**PROBLEM DETAILS**
In the records below, locate the line containing "Wanted | a point on the white painted", then output that line and all later lines exactly, through the last one.

**EXERCISE MATERIAL**
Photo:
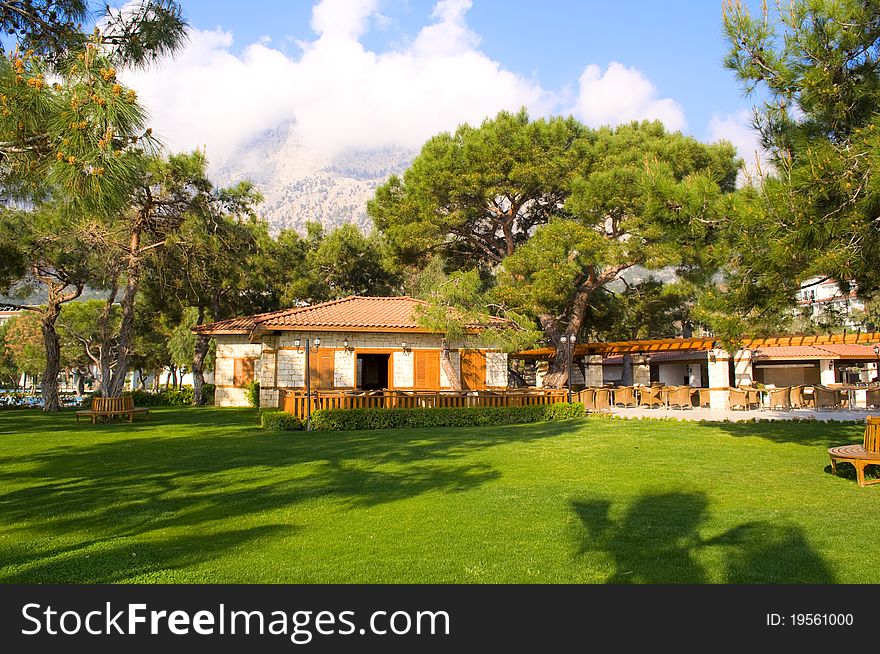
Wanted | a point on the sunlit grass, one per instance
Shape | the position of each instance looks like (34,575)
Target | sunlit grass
(202,495)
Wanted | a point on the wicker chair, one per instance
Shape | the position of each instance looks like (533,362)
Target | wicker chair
(651,396)
(780,398)
(796,399)
(705,397)
(737,398)
(587,397)
(625,396)
(826,398)
(602,399)
(680,396)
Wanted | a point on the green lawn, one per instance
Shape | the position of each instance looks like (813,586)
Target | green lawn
(201,495)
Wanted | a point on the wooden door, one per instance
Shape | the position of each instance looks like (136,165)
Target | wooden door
(426,370)
(473,370)
(321,364)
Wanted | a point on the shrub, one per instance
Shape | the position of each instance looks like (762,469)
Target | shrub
(253,392)
(353,419)
(276,420)
(165,397)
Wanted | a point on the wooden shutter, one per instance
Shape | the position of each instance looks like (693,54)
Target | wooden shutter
(321,364)
(426,370)
(243,374)
(473,370)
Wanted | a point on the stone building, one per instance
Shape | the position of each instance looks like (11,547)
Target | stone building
(356,343)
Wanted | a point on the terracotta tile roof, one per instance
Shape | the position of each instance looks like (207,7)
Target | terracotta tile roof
(824,351)
(693,356)
(792,352)
(849,351)
(356,313)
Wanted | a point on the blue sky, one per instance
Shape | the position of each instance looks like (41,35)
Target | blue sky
(351,71)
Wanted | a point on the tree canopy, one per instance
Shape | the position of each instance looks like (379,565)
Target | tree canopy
(813,214)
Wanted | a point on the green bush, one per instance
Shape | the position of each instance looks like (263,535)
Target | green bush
(352,419)
(279,421)
(253,392)
(165,397)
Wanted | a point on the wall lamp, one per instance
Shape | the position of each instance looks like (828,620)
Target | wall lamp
(310,343)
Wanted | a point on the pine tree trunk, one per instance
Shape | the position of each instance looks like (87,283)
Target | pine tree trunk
(126,324)
(199,355)
(626,378)
(557,375)
(52,343)
(449,370)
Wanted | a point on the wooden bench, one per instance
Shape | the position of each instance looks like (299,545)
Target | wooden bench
(110,407)
(860,455)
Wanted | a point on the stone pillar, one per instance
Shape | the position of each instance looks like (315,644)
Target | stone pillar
(719,378)
(742,368)
(541,369)
(593,367)
(641,370)
(267,372)
(826,371)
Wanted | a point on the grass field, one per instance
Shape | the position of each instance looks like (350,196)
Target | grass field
(202,495)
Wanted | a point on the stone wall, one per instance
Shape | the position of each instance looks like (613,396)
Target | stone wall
(402,365)
(230,348)
(456,363)
(343,369)
(280,365)
(496,369)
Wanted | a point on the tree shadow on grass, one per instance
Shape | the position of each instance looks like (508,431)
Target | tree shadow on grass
(658,541)
(129,485)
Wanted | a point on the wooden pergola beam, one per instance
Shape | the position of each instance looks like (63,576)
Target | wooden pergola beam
(648,346)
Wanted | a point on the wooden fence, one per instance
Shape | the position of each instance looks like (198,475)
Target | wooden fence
(296,402)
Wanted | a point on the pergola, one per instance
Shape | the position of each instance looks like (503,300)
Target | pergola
(648,346)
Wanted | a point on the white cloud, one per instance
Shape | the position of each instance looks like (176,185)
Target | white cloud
(737,129)
(344,96)
(340,94)
(622,95)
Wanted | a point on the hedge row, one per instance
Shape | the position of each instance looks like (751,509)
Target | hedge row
(279,421)
(172,396)
(352,419)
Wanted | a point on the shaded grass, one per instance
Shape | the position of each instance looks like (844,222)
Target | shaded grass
(202,495)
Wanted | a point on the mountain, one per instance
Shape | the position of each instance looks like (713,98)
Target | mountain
(299,185)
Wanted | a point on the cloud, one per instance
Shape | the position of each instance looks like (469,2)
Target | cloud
(340,94)
(737,129)
(622,95)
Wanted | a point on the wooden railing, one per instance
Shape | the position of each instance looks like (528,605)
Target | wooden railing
(296,402)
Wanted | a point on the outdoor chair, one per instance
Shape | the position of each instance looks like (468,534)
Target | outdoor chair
(737,399)
(603,399)
(796,399)
(587,397)
(826,398)
(860,456)
(780,398)
(680,396)
(753,398)
(651,396)
(704,395)
(625,396)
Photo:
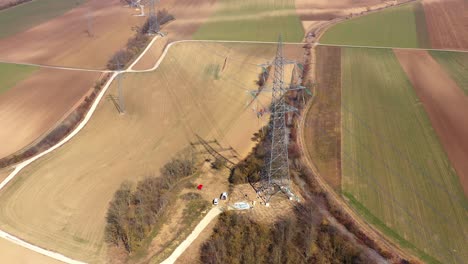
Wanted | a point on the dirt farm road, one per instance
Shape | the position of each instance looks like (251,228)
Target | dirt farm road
(88,116)
(80,126)
(212,214)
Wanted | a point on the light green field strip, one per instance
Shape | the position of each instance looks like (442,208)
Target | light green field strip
(11,74)
(22,17)
(395,172)
(255,20)
(456,65)
(402,26)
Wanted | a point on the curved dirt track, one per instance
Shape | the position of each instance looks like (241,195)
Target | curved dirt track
(445,103)
(212,214)
(447,23)
(64,152)
(64,40)
(38,103)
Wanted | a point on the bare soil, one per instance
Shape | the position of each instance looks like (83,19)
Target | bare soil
(322,130)
(12,253)
(316,13)
(36,104)
(447,23)
(4,173)
(60,201)
(445,103)
(192,253)
(189,15)
(65,40)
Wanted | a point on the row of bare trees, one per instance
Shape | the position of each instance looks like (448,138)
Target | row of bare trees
(137,43)
(135,209)
(304,238)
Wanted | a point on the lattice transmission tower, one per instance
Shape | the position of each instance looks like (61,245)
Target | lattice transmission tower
(153,27)
(275,175)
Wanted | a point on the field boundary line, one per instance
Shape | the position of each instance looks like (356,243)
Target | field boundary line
(82,124)
(212,214)
(55,67)
(143,53)
(37,249)
(384,47)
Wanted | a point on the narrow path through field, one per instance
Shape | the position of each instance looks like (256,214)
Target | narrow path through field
(88,116)
(54,67)
(83,123)
(212,214)
(382,47)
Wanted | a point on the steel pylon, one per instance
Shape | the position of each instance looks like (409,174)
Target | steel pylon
(275,176)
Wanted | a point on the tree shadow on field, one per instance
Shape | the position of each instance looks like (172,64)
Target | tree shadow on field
(114,100)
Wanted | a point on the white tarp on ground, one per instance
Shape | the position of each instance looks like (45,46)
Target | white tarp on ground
(241,206)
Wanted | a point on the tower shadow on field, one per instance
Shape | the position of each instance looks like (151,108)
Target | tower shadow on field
(227,155)
(114,100)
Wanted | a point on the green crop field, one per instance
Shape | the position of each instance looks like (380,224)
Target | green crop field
(402,26)
(25,16)
(11,74)
(395,172)
(456,65)
(260,20)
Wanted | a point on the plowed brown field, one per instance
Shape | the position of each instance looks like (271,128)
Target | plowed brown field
(445,103)
(447,23)
(14,254)
(60,201)
(315,13)
(189,14)
(36,104)
(64,40)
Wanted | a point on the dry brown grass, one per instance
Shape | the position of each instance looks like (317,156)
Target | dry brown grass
(447,23)
(4,173)
(64,40)
(60,201)
(323,120)
(12,253)
(37,104)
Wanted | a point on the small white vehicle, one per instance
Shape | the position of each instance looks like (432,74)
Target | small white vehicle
(224,196)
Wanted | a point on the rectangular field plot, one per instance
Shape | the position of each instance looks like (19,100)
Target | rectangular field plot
(60,201)
(395,172)
(402,26)
(260,20)
(456,65)
(11,74)
(25,16)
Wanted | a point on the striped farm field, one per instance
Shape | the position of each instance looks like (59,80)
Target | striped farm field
(11,74)
(456,65)
(395,171)
(402,26)
(22,17)
(260,20)
(60,201)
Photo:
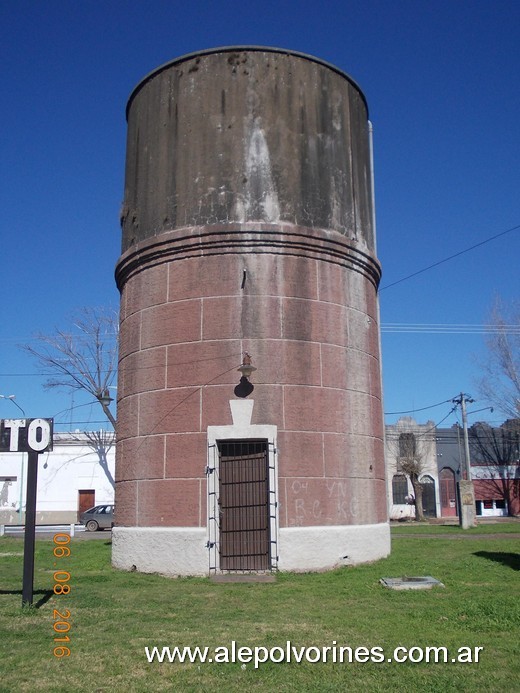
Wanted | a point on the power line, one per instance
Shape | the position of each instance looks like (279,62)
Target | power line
(451,257)
(412,411)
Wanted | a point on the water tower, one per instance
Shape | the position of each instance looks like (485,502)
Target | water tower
(248,236)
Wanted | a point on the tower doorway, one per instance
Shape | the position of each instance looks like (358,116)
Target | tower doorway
(243,505)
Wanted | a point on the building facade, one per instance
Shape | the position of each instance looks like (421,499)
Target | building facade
(75,475)
(494,461)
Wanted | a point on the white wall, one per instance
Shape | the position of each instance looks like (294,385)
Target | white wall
(71,466)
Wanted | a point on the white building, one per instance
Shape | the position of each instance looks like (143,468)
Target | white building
(399,437)
(77,474)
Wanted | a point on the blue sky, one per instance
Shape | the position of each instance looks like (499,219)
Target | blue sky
(442,83)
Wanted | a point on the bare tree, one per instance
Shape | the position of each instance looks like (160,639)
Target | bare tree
(500,381)
(84,358)
(410,461)
(498,450)
(101,442)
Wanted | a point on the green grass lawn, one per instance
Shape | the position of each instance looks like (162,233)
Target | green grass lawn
(114,615)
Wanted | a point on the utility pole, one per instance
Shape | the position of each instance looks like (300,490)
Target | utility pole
(468,517)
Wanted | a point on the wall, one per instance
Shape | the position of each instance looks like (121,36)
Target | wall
(71,466)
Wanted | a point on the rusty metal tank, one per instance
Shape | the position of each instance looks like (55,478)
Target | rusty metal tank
(247,226)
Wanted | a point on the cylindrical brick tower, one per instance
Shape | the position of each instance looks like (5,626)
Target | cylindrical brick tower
(248,228)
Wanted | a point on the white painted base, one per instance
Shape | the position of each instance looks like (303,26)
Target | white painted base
(323,548)
(182,550)
(167,550)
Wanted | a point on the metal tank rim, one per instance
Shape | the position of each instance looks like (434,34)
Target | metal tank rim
(240,48)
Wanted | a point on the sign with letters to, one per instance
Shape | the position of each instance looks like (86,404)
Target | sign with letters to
(33,436)
(26,435)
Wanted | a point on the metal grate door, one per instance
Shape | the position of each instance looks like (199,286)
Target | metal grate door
(243,505)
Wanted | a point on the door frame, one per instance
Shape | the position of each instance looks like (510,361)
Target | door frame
(241,429)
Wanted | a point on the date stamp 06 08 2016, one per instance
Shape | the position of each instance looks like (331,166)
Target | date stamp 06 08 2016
(61,616)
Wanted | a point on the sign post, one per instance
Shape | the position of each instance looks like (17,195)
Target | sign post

**SOLUTION FOR THIS TASK**
Wanted | a point on the white painted base, one per instance
Shape | the position of each instance looks like (303,26)
Target | white painted base
(323,548)
(182,550)
(167,550)
Wanted | a point on the metal tank rim, one per instance
Shape | the position of each instance looks like (434,34)
Target | metal tank rim
(240,48)
Wanted | a point on the sign with letters to, one per instance
Shape | the position of each instance looks like (86,404)
Target | sign with letters to
(33,436)
(26,435)
Wanted | a point on the metal grate door, one per instance
Shape | the position of each instance looks like (199,286)
Target | metal grate door
(243,505)
Wanted | a point on the door frame, one per instance
Shape | the position of each instance looks like (510,361)
Target | door frame
(241,429)
Wanted | a point on the date stamp 06 08 2016, one per instance
Shape | the position of each instance looks like (331,166)
Target | date stamp 06 08 2016
(61,616)
Wanted | a point on the sign post, one per instance
Shape | the position of each instance looks like (17,195)
Target | sign post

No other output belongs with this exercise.